* Fragmento para leer
::::::::

VALÈNCIA. Confieso que pocas obras me emocionan y apelan tanto como las de Ricardo Menéndez Salmón. De ahí que la charla que a continuación leerán tuviera lugar en un clima de profunda admiración e inabarcable curiosidad a propósito del universo mental y creativo de uno de los escritores europeos actuales más sólidos y brillantes. Recuerdo vivamente el lugar en el que leí cada una de las obras  de Menéndez Salmón y soy capaz de explicar buena parte de mi experiencia íntima a través de sus textos, repletos de un lenguaje profusamente esculpido, de unas referencias siempre exactas y sensatas -muy alejadas de cierta impostura que impera en nuestros días- y con un ritmo de escritura -de lectura- que se parece al aliento letánico de los textos sagrados. Menéndez Salmón publica ahora No entres dócilmente en la noche quieta (Editorial Seix Barral), probablemente su libro más íntimo, pues en él relata la “peripecia vital” de un padre enfermo, una herramienta narrativa para hablarnos, en verdad, de lo que siempre habla este autor: de la condición humana.

- Lo primero que me vino a la cabeza cuando comencé a leer este nuevo libro es cómo uno deja detrás todo lo que ha leído a propósito de la pérdida del padre para no contagiarse de ella y poder establecer un relato único y que respire verdad.
- Obviamente era una tentación constante, no solo por escribir a propósito de la figura del padre sino también, en general, cuando nos acercamos a cualquier lugar común de la experiencia, como puede ser el hecho de ser hijo, me parece que la literatura puede ser muy infecciosa. Sobre todo la literatura de la que uno se ha nutrido intelectual y emocionalmente. Y de alguna manera, a la hora de abordar la construcción de este relato en torno a nuestra relación, me he obligado, me he impuesto una suerte de cuarentena a la hora de no dejarme influir por la tentación de no convertir a mi padre en un personaje, sino en una persona. Me interesaba mucho recalcar desde el minuto cero que a lo que nos enfrentamos es a una exhumación de una vida real, no de una vida impostada construida a través de los ropajes de la ficción. La conquista de ese empeño se ha logrado a través de la distancia. Y para mí ha sido difícil encontrar la distancia justa entre un suceso tan íntimo e intraducible y, al mismo tiempo, escrutarlo con cierto desapasionamiento, con cierta mirada cenital, como se dice en el libro: “como si mi padre no fuera mi padre”. Ese ha sido un poco el gran reto de la traducción de la vida de mi padre a una estrategia narrativa.

::::::::

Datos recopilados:
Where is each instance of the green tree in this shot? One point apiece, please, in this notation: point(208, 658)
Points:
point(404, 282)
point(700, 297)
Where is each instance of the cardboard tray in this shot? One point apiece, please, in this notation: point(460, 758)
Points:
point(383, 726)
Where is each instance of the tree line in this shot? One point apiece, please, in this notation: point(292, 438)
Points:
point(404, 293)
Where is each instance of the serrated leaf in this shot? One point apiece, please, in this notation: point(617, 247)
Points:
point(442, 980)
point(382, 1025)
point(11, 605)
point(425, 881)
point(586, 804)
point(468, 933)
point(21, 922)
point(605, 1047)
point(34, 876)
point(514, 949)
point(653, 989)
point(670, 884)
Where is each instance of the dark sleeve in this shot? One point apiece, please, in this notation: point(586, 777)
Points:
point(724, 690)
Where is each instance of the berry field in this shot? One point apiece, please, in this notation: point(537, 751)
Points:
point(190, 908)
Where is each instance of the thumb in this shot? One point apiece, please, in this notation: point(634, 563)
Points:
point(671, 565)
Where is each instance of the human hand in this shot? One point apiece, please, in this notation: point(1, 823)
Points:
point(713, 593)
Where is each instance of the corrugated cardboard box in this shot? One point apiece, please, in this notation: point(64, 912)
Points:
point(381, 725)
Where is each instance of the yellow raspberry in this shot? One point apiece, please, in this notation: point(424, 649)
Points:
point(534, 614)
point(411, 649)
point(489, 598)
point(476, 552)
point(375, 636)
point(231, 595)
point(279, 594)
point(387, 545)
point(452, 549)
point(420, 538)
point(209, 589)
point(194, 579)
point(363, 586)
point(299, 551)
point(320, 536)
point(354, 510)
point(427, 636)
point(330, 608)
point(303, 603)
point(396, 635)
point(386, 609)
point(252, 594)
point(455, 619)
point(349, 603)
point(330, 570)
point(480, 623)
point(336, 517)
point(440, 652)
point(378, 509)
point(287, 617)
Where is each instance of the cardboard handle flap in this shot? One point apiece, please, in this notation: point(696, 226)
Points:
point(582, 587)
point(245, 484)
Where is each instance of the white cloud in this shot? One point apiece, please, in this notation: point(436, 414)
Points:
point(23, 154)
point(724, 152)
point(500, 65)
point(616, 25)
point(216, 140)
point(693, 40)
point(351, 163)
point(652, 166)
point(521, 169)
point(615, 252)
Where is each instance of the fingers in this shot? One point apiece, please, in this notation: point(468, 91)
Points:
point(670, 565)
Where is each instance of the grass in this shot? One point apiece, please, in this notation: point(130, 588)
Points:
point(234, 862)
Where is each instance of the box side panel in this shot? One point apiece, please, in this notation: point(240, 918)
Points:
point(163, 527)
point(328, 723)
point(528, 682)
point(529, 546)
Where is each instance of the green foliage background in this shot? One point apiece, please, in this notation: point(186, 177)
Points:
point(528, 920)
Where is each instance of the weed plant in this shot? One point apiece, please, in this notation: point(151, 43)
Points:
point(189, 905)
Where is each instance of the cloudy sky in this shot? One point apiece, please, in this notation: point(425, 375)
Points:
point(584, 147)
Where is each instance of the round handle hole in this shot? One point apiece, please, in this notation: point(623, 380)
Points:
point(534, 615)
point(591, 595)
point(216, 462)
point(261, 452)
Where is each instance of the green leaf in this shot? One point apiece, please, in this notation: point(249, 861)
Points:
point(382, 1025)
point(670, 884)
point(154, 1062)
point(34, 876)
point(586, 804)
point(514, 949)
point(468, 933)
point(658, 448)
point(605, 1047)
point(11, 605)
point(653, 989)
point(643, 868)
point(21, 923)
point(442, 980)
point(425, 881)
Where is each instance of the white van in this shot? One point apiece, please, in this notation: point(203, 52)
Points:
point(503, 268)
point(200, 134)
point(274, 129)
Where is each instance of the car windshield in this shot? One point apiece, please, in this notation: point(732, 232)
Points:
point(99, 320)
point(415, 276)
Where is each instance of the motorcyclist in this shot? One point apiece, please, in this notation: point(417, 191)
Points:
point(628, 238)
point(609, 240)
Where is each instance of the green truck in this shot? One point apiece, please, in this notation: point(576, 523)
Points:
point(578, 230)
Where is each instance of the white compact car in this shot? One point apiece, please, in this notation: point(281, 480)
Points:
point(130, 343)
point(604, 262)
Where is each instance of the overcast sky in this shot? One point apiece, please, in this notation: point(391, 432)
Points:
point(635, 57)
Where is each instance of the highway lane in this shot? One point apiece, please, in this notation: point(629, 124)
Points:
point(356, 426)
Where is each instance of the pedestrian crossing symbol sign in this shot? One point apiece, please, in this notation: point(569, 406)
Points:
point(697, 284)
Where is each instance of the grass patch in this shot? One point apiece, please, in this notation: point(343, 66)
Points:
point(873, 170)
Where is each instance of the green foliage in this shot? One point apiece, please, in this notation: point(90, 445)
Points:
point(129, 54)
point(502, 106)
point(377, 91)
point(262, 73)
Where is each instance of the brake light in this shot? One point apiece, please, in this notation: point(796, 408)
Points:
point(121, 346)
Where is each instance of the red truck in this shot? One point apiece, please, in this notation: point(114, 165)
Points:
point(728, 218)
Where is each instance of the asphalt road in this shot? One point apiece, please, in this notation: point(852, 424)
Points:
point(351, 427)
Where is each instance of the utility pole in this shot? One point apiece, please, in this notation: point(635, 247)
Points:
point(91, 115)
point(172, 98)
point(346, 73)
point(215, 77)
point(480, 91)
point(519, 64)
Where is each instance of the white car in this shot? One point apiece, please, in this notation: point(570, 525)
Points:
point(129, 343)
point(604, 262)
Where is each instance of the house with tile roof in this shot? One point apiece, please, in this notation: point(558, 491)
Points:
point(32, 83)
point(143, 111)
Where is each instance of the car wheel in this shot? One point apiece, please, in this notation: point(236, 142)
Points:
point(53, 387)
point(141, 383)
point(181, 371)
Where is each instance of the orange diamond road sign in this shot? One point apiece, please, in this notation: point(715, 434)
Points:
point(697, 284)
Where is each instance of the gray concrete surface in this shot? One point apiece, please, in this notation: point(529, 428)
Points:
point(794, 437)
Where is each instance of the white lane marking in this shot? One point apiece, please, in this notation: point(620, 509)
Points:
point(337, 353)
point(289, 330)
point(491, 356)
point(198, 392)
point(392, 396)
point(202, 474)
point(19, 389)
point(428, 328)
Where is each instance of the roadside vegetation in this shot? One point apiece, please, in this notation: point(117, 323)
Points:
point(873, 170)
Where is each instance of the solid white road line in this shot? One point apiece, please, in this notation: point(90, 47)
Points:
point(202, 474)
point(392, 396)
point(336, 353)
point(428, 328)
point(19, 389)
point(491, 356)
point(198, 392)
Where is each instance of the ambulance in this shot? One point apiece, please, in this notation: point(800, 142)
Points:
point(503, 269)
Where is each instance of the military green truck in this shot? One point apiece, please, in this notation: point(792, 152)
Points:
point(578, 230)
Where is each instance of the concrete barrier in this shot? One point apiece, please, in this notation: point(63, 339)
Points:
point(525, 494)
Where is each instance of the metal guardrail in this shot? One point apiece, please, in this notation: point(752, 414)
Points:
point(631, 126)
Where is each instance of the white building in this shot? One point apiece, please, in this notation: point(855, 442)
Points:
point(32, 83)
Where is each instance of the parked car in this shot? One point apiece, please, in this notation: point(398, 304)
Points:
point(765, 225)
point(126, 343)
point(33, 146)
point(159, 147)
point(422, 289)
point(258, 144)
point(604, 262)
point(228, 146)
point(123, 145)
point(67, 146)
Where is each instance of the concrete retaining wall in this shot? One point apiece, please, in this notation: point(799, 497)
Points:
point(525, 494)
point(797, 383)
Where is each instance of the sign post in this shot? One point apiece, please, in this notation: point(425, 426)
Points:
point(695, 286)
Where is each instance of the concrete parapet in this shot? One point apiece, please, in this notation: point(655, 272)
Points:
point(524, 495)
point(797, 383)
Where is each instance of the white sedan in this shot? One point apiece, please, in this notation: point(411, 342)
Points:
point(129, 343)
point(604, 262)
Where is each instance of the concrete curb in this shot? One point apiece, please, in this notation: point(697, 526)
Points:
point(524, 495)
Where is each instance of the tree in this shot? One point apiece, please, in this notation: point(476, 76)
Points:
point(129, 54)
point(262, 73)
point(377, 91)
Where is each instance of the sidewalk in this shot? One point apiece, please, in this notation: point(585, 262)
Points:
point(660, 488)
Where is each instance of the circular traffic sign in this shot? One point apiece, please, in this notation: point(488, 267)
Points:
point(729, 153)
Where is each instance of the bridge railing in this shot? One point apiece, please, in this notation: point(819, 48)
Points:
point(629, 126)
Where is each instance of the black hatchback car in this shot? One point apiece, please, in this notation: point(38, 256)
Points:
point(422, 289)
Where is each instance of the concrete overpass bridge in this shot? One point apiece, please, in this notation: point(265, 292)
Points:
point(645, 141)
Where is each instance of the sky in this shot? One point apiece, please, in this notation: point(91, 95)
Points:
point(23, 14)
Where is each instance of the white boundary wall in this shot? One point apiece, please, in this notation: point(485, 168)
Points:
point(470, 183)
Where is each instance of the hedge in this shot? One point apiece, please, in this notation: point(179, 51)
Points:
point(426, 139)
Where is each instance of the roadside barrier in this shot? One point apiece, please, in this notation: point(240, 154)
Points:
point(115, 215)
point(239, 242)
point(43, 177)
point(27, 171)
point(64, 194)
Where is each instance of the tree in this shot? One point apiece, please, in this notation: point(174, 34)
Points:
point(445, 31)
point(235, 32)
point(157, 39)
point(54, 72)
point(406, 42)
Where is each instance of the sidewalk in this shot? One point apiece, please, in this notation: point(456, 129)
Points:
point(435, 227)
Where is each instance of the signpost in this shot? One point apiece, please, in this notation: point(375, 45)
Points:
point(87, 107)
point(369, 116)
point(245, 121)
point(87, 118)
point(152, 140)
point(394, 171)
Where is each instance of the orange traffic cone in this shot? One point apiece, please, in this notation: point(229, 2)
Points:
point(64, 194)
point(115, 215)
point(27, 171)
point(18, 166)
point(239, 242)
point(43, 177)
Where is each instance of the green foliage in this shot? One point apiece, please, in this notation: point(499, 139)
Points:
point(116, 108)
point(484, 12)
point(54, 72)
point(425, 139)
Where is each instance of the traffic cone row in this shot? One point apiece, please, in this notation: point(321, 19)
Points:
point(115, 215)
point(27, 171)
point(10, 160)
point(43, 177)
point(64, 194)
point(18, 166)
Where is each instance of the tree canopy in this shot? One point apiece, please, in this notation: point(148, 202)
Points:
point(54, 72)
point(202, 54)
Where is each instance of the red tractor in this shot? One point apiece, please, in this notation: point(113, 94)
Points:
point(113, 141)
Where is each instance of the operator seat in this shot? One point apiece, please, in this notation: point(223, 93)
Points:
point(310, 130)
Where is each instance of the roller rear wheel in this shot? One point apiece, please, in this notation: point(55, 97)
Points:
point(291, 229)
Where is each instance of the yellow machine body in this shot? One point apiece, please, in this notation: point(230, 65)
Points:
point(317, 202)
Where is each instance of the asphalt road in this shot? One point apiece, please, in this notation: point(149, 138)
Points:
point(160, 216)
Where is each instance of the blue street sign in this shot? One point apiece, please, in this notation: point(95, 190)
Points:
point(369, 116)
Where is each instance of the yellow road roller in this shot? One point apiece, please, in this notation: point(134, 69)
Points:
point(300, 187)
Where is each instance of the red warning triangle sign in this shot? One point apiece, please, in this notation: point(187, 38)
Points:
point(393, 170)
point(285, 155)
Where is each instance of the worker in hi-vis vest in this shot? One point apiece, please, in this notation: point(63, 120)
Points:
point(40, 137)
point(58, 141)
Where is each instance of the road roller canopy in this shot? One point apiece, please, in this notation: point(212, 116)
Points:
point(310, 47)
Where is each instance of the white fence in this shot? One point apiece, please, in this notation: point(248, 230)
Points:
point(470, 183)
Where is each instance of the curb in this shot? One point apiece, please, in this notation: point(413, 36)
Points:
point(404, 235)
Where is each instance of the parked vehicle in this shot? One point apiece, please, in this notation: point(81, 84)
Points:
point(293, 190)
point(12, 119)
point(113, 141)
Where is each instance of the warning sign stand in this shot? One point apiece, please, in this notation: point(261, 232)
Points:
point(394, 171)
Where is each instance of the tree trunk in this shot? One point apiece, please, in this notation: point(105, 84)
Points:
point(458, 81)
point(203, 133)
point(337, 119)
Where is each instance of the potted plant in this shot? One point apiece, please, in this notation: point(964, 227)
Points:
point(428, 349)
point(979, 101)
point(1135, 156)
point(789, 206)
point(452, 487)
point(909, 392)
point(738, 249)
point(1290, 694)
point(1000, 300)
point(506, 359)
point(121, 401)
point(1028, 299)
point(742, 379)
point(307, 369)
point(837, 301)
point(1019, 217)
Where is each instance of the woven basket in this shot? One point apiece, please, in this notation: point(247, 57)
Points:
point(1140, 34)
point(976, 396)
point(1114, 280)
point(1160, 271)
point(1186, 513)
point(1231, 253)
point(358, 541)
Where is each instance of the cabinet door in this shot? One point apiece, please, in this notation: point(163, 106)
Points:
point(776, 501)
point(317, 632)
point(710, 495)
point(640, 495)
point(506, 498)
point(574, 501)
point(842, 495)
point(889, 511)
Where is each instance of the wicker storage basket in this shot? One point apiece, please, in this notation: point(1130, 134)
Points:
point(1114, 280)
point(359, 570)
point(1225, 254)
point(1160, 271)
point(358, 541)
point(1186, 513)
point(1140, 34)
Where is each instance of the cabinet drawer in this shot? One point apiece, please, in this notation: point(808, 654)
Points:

::::::::

* Ejercicio propuesto A
Responda brevemente, según la entrevista a Ricardo Menéndez Salmón:
(i) ¿Qué editorial publica No entres dócilmente en la noche quieta?
(ii) ¿En qué no quiso convertir el escritor a su padre, y en qué sí?
(iii) Según el escritor, ¿a través de qué se ha logrado la conquista de su empeño?
* Ejercicio propuesto B
Retome la entrevista a Ricardo Menéndez Salmón sobre su nuevo libro a partir de la última respuesta y prosiga con una nueva pregunta y su respuesta.

* Resultado del ejercicio A
(i) Editorial Seix Barral.
(ii) No quiso convertirlo en un personaje, sino en una persona.
(iii) A través de la distancia.

* Resultado del ejercicio B
- En alguna ocasión has dicho que “no todos somos padres, pero todos somos hijos”. ¿Será por esto que la literatura del padre ha sido tan fecunda a lo largo de la historia de la literatura y convoca a tantos lectores diferentes?
- Claro, lo has dicho bien. El feedback que estoy teniendo con el libro, más allá de prensa o del mundo editorial, es que es un libro-espejo. Un libro que te lee en la medida que lo lees. Y aunque muchos de esos lectores no hayan vivido exactamente lo mismo que cuenta en el libro, sí resuena en su propia peripecia vital. Independientemente de que sean hombre o mujer o en el tramo de edad en el que se encuentren. De alguna manera, trabajamos con el lugar común de la experiencia, sobre todo a partir de cierta edad. Es imposible sustraerse de la reflexión del lugar de donde uno procede. Yo creo que, lo reconozcamos o no, todos los escritores estamos preparándonos a lo largo de nuestra vida para mantener un diálogo con nuestros padres a través de la escritura. Y en mi caso ha llegado coincidiendo con una madurez de vida -me voy acercando ya a los 50 años- y una madurez de oficio -me siento más seguro en el manejo del rudimento de la escritura-. De hecho, creo que aunque mi padre hubiera fallecido hace 10 ó 15 años, yo no hubiera estado armado ni vital ni narrativamente para enfrentarme a este texto, que llega en el momento preciso.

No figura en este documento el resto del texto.